▸ MATERIAL FOR THE TASK
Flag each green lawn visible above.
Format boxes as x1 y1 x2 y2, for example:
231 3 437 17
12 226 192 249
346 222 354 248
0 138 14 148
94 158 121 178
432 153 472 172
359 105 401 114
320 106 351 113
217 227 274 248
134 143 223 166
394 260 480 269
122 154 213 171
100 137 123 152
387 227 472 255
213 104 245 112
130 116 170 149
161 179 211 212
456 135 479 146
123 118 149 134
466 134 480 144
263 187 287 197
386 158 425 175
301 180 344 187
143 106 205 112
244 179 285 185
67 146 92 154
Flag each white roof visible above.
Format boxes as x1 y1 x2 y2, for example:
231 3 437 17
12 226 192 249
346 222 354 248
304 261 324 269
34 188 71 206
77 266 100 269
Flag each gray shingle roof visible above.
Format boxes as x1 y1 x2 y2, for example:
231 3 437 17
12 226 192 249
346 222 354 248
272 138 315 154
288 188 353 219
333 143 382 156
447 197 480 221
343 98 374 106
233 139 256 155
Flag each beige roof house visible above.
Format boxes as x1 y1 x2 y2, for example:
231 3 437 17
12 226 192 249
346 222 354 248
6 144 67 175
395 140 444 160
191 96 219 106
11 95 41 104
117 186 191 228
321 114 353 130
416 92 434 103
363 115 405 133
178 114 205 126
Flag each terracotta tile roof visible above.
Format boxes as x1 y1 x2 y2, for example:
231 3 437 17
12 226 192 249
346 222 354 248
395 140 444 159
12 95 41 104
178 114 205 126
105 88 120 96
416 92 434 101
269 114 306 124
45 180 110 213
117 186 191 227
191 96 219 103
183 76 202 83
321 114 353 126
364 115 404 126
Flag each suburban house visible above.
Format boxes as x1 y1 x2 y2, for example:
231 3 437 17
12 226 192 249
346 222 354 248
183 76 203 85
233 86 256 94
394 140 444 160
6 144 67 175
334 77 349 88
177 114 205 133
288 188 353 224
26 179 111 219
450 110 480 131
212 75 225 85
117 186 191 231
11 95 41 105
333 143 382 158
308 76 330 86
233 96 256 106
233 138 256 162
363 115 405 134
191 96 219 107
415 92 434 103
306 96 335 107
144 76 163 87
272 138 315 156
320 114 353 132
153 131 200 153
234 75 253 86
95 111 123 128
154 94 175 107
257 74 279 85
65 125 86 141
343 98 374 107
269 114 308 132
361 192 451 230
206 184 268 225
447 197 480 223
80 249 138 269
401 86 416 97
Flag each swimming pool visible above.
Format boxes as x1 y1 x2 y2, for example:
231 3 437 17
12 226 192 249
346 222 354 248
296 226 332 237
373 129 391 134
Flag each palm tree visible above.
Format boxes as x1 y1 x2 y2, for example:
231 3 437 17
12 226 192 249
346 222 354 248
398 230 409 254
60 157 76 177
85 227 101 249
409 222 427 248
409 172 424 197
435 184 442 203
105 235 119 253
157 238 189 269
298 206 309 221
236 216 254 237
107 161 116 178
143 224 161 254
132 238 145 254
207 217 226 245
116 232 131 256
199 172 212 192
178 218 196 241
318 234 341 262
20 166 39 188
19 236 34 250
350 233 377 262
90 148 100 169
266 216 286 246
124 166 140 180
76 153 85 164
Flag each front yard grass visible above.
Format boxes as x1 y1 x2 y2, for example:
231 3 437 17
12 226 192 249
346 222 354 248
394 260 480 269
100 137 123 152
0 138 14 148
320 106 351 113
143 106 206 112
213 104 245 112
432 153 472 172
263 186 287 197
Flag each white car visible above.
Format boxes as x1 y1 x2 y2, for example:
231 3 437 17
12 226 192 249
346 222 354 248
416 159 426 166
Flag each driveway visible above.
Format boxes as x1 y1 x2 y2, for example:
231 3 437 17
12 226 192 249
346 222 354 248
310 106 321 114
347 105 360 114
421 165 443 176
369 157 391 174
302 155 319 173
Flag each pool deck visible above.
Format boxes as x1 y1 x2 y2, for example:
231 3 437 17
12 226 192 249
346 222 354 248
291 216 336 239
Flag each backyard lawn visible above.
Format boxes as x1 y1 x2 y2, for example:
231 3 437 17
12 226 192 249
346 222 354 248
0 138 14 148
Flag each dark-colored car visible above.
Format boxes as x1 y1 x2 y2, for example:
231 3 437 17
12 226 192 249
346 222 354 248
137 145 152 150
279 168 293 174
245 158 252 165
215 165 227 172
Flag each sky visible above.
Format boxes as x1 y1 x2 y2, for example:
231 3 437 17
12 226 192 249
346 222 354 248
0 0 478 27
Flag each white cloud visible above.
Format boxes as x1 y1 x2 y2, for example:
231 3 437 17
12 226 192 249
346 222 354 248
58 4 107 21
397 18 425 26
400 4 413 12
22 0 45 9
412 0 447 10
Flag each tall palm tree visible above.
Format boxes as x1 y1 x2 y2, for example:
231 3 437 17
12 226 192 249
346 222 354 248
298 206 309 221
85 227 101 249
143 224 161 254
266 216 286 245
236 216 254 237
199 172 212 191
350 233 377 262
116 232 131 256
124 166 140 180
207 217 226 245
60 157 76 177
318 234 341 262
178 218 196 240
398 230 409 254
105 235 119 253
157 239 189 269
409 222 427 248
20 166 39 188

▸ DIRECTIONS FOR THIS TASK
Output the entire listing above without leaving out or altering anything.

▸ RESULT
Flag each green lawn visible above.
Format boxes as x1 y1 x2 y2, for example:
231 3 437 17
12 226 192 249
346 222 354 248
0 138 14 148
94 158 121 178
432 153 472 172
359 105 401 114
320 106 351 113
217 227 274 248
134 143 223 166
394 260 480 269
122 154 213 171
100 137 123 152
387 227 472 255
213 104 245 112
130 116 170 149
161 179 211 212
456 135 479 146
123 118 149 134
466 134 480 144
263 187 287 197
386 158 425 175
301 180 344 187
143 106 205 112
244 179 285 185
67 146 92 154
Flag each white roof visible above.
Format boxes as x1 y1 x2 y2, for example:
231 3 437 17
12 226 192 249
346 222 354 248
304 261 324 269
34 188 71 206
77 266 100 269
Flag each gray shingle roof visible above.
Format boxes as x1 y1 x2 y2, for example:
231 3 437 17
12 226 192 249
346 222 354 248
272 138 315 154
288 188 353 219
333 143 382 156
447 197 480 221
343 98 374 106
233 139 256 155
Flag each beige roof house visible above.
Format boxes as x1 y1 x2 y2, for example:
231 3 437 17
12 226 192 249
346 222 354 248
6 144 67 175
395 140 444 160
191 96 219 106
11 95 41 104
117 186 191 228
321 114 353 130
416 92 434 103
363 115 405 133
178 114 205 126
Flag each terracotta tile roof visible above.
Format boxes as x1 y1 x2 y2, for example:
231 3 437 17
12 226 192 249
346 222 354 248
395 140 444 159
12 95 41 104
178 114 205 126
105 88 120 96
416 92 434 101
269 114 306 124
45 180 110 213
117 186 191 227
191 96 219 103
183 76 202 83
321 114 353 126
364 115 404 126
Flag each suburban house visible above.
Format boxes as x1 y1 x2 y2, for example:
231 3 437 17
12 226 192 249
346 222 354 248
183 76 203 85
233 86 256 94
394 140 444 160
6 144 67 175
334 77 349 88
177 114 205 133
288 188 353 224
26 179 111 219
450 110 480 131
212 75 225 85
117 186 191 231
11 95 41 105
333 143 382 158
308 76 330 86
233 96 256 106
233 138 256 162
363 115 405 134
191 96 219 107
415 92 434 103
306 96 335 107
144 76 163 87
272 138 315 156
320 114 353 132
153 131 200 153
234 75 253 86
95 111 123 128
154 94 175 107
257 74 279 85
65 125 86 141
343 98 374 107
269 114 308 132
361 192 451 230
206 184 268 225
447 197 480 223
80 249 138 269
401 86 416 97
Flag each swimming pool visible above.
Format boxes as x1 y1 x2 y2, for example:
231 3 437 17
12 226 192 249
346 222 354 248
296 226 332 237
373 129 391 134
Flag each palm tree visible above.
Format boxes as x1 y1 x2 y2, for example:
231 3 437 17
12 226 192 249
346 222 354 248
398 230 409 254
60 157 76 177
85 227 101 249
409 222 427 248
409 172 424 197
435 184 442 203
105 235 119 253
157 238 189 269
298 206 309 221
236 216 254 237
107 161 116 178
143 224 161 254
132 238 145 254
207 217 226 245
116 232 131 256
199 172 212 192
178 218 196 241
318 234 341 262
20 166 39 188
19 236 34 250
350 233 377 262
90 148 100 169
266 216 286 246
124 166 140 180
76 153 85 164
Flag each front yard grass visible above.
Format boxes as x1 y1 x2 y2, for example:
231 3 437 17
12 226 192 249
346 222 354 248
394 260 480 269
100 137 123 152
0 138 14 148
320 106 351 113
143 106 206 112
213 104 245 112
432 153 472 172
263 186 287 197
Flag each white car visible above.
Format boxes as x1 y1 x2 y2, for example:
231 3 437 17
12 226 192 249
346 222 354 248
416 159 426 166
Flag each driveway visible above.
Format boxes as x1 y1 x2 y2, for example:
231 3 437 17
12 226 192 249
346 222 354 248
310 106 321 114
347 105 360 114
421 165 443 176
369 157 391 174
302 155 319 173
Flag each pool deck visible above.
Format boxes as x1 y1 x2 y2, for example:
231 3 437 17
12 226 192 249
346 222 354 248
291 216 336 239
Flag each backyard lawn visible above.
Format boxes as x1 y1 x2 y2, for example:
231 3 437 17
12 226 192 249
346 222 354 248
0 138 14 148
Flag each dark-colored car visible above.
Format boxes as x1 y1 x2 y2, for example:
231 3 437 17
12 226 192 249
346 222 354 248
137 145 152 150
279 168 293 174
245 158 252 165
215 165 227 172
Flag each sky visible above.
Format boxes as x1 y1 x2 y2, for example:
231 3 437 17
12 226 192 249
346 222 354 248
0 0 478 27
Flag each white cloud visible above.
Format boxes as x1 y1 x2 y2, for example:
231 3 437 17
12 226 192 249
346 222 354 248
58 4 107 21
397 18 425 26
400 4 413 12
22 0 45 9
412 0 447 10
Flag each tall palm tree visible above.
Format boxes as x1 y1 x2 y2, for example:
231 3 437 17
12 226 192 249
346 222 354 248
298 206 309 221
85 227 101 249
143 224 161 254
266 216 286 245
236 216 254 237
199 172 212 191
350 233 377 262
116 232 131 256
124 166 140 180
207 217 226 245
60 157 76 177
318 234 341 262
178 218 196 240
398 230 409 254
105 235 119 253
157 239 189 269
409 222 427 248
20 166 39 188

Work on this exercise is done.